## Page extract
——————
It's having your sweetness, and eating it too; "food" rather than food. It may well be that sucralose sells better because it tastes more sugar-like than aspartame. But as Terry Acree, my colleague, and a student of taste chemistry asks, could you imagine Splenda's advertisements saying simply and honestly, "stimulates the taste buds just like sugar"? No, that won't do. It is clear that Splenda's makers and their advertising agency could not forgo the psychological advantage of manipulating our vulnerable minds with causal chemical logic (it's okay, I love us anyway), of evoking a caries-free, calorie-free yet sugary fantasy. As the market demonstrates, the strategy works.
Essential transformation (sucrose to sucralose) came up in another legal case, one in which I was peripherally involved. It had to do with olive oil, and was at heart a "country of origin" issue, a question of the conditions under which you could label a product "Made in Italy."
——————
## Entries provided
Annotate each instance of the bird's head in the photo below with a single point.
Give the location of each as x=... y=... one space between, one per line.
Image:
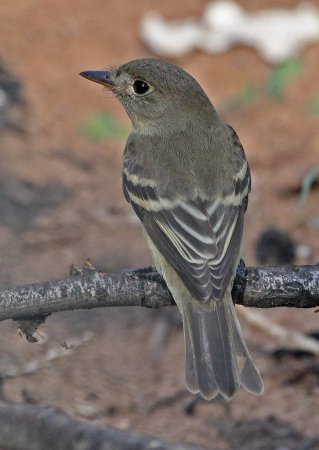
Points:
x=156 y=94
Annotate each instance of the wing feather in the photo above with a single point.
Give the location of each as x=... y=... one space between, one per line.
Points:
x=201 y=237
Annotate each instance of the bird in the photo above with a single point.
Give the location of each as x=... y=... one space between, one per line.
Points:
x=187 y=178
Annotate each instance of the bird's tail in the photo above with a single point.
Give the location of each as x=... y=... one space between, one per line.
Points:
x=217 y=358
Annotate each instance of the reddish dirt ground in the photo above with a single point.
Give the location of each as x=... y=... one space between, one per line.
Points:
x=113 y=379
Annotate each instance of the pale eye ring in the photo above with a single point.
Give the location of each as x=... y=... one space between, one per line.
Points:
x=140 y=87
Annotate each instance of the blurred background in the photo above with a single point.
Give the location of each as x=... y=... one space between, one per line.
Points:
x=61 y=202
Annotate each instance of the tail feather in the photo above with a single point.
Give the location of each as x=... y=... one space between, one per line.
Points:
x=213 y=340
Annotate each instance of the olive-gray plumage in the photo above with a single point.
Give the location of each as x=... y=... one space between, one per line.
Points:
x=187 y=178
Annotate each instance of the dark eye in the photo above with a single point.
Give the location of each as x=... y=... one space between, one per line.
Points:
x=140 y=87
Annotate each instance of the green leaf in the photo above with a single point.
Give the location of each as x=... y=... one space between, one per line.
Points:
x=103 y=126
x=307 y=183
x=281 y=76
x=313 y=106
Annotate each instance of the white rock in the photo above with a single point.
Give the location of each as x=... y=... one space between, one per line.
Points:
x=277 y=34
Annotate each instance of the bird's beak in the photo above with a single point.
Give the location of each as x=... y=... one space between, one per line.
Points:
x=100 y=76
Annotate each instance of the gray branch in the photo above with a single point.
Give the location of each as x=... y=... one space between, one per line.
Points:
x=31 y=427
x=261 y=287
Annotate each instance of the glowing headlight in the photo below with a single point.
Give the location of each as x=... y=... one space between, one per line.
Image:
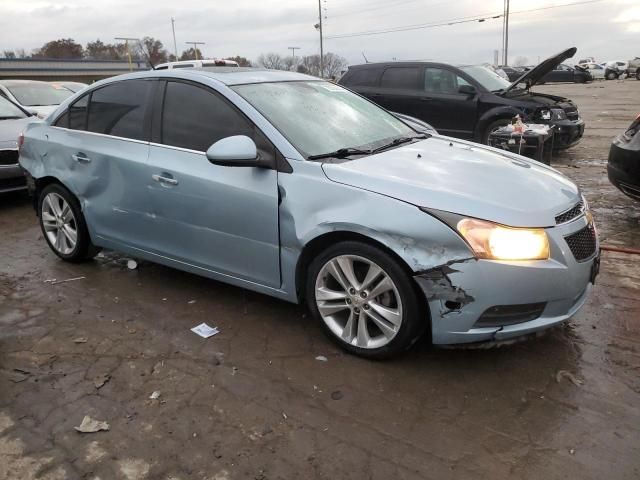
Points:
x=496 y=242
x=545 y=114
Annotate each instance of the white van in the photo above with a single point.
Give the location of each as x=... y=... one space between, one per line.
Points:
x=197 y=64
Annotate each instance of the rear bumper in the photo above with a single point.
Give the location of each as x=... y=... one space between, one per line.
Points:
x=568 y=133
x=561 y=284
x=12 y=179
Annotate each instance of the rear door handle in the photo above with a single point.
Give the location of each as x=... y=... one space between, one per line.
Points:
x=81 y=158
x=165 y=180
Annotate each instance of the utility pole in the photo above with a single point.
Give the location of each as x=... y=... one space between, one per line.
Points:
x=195 y=47
x=175 y=45
x=321 y=39
x=293 y=51
x=126 y=44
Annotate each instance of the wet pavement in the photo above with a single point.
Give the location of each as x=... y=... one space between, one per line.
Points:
x=253 y=402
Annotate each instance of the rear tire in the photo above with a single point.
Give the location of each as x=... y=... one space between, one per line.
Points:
x=63 y=224
x=365 y=301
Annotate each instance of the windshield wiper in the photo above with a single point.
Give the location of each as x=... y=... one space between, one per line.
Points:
x=341 y=153
x=398 y=141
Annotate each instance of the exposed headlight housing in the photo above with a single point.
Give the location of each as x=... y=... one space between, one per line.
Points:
x=496 y=242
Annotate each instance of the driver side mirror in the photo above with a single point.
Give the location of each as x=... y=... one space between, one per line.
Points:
x=235 y=151
x=467 y=89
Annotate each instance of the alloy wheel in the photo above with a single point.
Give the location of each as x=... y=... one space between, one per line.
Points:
x=358 y=301
x=59 y=223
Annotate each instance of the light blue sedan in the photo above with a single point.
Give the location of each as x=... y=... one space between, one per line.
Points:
x=300 y=189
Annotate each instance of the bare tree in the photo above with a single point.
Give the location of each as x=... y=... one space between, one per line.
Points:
x=520 y=61
x=273 y=61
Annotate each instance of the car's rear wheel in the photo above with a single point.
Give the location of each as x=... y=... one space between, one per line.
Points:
x=364 y=300
x=63 y=224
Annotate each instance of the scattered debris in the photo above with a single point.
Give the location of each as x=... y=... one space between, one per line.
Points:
x=205 y=331
x=336 y=395
x=563 y=373
x=90 y=425
x=99 y=381
x=56 y=282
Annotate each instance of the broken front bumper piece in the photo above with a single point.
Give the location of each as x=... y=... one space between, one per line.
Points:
x=486 y=300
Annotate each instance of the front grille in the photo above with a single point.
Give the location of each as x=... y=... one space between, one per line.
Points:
x=503 y=315
x=570 y=214
x=8 y=157
x=582 y=243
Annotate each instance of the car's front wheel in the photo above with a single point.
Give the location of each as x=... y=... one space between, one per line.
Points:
x=364 y=300
x=63 y=224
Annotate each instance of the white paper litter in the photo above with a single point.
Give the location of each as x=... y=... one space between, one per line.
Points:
x=205 y=331
x=90 y=425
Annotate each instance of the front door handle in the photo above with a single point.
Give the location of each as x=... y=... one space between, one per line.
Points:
x=81 y=158
x=165 y=180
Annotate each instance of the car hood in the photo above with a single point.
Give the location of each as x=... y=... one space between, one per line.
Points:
x=10 y=130
x=461 y=177
x=534 y=75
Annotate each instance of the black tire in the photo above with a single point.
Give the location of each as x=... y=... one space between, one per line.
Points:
x=415 y=317
x=500 y=122
x=84 y=249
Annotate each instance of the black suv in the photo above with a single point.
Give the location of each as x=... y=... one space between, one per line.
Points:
x=467 y=101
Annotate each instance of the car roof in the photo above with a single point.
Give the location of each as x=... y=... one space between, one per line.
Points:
x=224 y=75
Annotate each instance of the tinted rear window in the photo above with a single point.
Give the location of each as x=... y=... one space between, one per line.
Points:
x=401 y=77
x=118 y=109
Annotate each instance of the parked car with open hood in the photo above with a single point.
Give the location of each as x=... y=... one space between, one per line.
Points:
x=567 y=74
x=624 y=161
x=298 y=188
x=13 y=120
x=39 y=98
x=468 y=101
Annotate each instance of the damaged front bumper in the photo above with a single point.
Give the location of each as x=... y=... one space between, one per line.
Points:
x=486 y=300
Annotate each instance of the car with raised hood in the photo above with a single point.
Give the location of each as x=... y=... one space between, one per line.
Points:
x=298 y=188
x=13 y=121
x=469 y=101
x=623 y=166
x=38 y=98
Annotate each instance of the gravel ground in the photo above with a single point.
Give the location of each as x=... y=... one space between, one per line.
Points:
x=253 y=402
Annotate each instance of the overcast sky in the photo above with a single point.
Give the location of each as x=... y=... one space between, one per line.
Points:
x=607 y=29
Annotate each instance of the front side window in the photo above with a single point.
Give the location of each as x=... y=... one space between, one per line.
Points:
x=196 y=118
x=400 y=77
x=119 y=108
x=319 y=117
x=9 y=111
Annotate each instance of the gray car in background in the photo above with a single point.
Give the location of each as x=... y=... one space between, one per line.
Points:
x=13 y=120
x=298 y=188
x=39 y=98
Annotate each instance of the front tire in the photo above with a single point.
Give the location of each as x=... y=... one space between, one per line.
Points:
x=63 y=225
x=364 y=300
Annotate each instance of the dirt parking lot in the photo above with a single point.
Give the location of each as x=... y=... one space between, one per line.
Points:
x=253 y=402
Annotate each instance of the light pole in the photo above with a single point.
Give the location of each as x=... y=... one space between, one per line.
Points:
x=293 y=51
x=126 y=44
x=175 y=45
x=195 y=47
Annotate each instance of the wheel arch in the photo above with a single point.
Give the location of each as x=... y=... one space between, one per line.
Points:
x=316 y=245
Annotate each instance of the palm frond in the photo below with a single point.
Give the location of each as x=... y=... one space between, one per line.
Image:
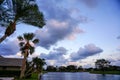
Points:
x=35 y=41
x=33 y=16
x=21 y=44
x=28 y=36
x=20 y=38
x=32 y=49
——————
## Description of the task
Reproduce the sucralose text word for word, starting with "It's having your" and going on through "the strategy works.". The material has no connection to the text about sucralose.

## Solution for this problem
It's having your sweetness, and eating it too; "food" rather than food. It may well be that sucralose sells better because it tastes more sugar-like than aspartame. But as Terry Acree, my colleague, and a student of taste chemistry asks, could you imagine Splenda's advertisements saying simply and honestly, "stimulates the taste buds just like sugar"? No, that won't do. It is clear that Splenda's makers and their advertising agency could not forgo the psychological advantage of manipulating our vulnerable minds with causal chemical logic (it's okay, I love us anyway), of evoking a caries-free, calorie-free yet sugary fantasy. As the market demonstrates, the strategy works.